Finirono questa sepoltura Agostino et Agnolo in ispazio di tre anni, e
con molta diligenza la condussono e murarono nella chiesa del
Vescovado di Arezzo nella capella del Sagramento; sopra la cassa, la
quale posa in su certi mensoloni intagliati più che ragionevolmente, è
disteso di marmo il corpo di quel vescovo, e dalle bande sono alcuni
Angeli che tirano certe cortine assai acconciamente. Sono poi
intagliate di mezzo rilievo in quadri dodici storie della vita e fatti di
quel vescovo, con un numero infinito di figure piccole; il contenuto
delle quali storie, acciò si veggia con quanta pacienza furono
lavorate, e che questi scultori studiando cercarono la buona maniera,
non mi parrà fatica di raccontare.

* COMPITO 1 *
Mostra ogni riga delle voci qui sotto che contiene la parola "target".

* RIGHE MEMORIZZATE *

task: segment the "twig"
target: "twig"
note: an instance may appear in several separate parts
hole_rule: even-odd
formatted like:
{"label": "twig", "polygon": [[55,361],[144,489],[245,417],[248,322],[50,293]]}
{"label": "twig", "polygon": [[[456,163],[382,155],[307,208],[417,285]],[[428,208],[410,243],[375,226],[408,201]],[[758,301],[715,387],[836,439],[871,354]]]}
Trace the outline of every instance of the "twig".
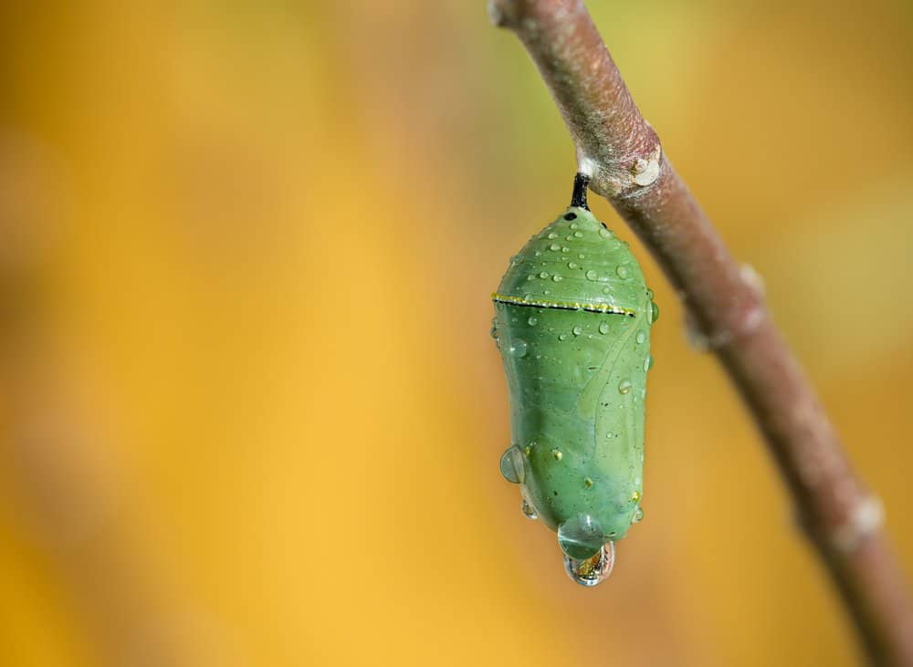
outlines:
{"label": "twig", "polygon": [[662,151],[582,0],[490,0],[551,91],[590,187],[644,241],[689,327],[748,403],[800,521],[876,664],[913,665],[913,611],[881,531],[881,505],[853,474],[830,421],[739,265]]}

...

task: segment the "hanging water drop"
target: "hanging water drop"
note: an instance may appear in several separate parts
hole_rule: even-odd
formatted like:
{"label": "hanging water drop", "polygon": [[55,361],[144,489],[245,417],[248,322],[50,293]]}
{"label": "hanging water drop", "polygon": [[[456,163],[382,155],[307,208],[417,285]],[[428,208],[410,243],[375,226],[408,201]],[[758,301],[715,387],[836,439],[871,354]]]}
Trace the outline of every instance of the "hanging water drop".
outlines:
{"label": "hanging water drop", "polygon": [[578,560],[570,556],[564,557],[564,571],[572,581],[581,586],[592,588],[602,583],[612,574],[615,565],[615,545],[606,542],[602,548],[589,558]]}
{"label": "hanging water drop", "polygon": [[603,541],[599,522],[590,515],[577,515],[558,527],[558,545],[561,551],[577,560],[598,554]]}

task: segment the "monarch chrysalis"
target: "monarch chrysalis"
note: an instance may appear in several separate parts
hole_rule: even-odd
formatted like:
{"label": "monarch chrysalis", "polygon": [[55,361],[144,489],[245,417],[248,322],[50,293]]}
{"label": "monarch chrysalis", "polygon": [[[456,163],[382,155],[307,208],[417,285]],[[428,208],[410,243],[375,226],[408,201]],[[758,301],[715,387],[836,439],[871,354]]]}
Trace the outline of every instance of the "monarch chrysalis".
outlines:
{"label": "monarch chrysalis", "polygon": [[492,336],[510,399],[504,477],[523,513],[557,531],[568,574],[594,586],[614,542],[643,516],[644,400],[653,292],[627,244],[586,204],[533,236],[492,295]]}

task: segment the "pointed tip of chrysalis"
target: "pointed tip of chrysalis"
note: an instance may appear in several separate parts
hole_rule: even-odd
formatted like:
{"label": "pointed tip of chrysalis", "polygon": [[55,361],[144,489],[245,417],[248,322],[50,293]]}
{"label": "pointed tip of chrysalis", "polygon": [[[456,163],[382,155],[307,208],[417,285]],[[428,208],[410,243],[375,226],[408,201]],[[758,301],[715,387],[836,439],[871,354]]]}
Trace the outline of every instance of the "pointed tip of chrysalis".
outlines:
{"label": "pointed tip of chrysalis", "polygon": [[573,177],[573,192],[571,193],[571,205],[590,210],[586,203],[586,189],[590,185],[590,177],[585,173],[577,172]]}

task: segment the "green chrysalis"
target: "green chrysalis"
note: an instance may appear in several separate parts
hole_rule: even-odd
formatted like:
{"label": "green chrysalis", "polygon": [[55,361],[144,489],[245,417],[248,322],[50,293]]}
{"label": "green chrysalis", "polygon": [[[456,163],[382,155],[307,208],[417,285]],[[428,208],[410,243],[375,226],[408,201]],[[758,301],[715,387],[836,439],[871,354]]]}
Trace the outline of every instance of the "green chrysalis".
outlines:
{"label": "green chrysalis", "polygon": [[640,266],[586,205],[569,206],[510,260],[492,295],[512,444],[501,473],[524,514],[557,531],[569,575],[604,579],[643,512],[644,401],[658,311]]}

* COMPITO 2 *
Riporta senza modifiche il brano sulla sepoltura del vescovo, da "Finirono questa sepoltura" giù fino a "fatica di raccontare.".

* RISPOSTA COMPLETA 1 *
target: "twig"
target: "hanging water drop"
target: "monarch chrysalis"
target: "pointed tip of chrysalis"
target: "green chrysalis"

* RISPOSTA COMPLETA 2 *
Finirono questa sepoltura Agostino et Agnolo in ispazio di tre anni, e
con molta diligenza la condussono e murarono nella chiesa del
Vescovado di Arezzo nella capella del Sagramento; sopra la cassa, la
quale posa in su certi mensoloni intagliati più che ragionevolmente, è
disteso di marmo il corpo di quel vescovo, e dalle bande sono alcuni
Angeli che tirano certe cortine assai acconciamente. Sono poi
intagliate di mezzo rilievo in quadri dodici storie della vita e fatti di
quel vescovo, con un numero infinito di figure piccole; il contenuto
delle quali storie, acciò si veggia con quanta pacienza furono
lavorate, e che questi scultori studiando cercarono la buona maniera,
non mi parrà fatica di raccontare.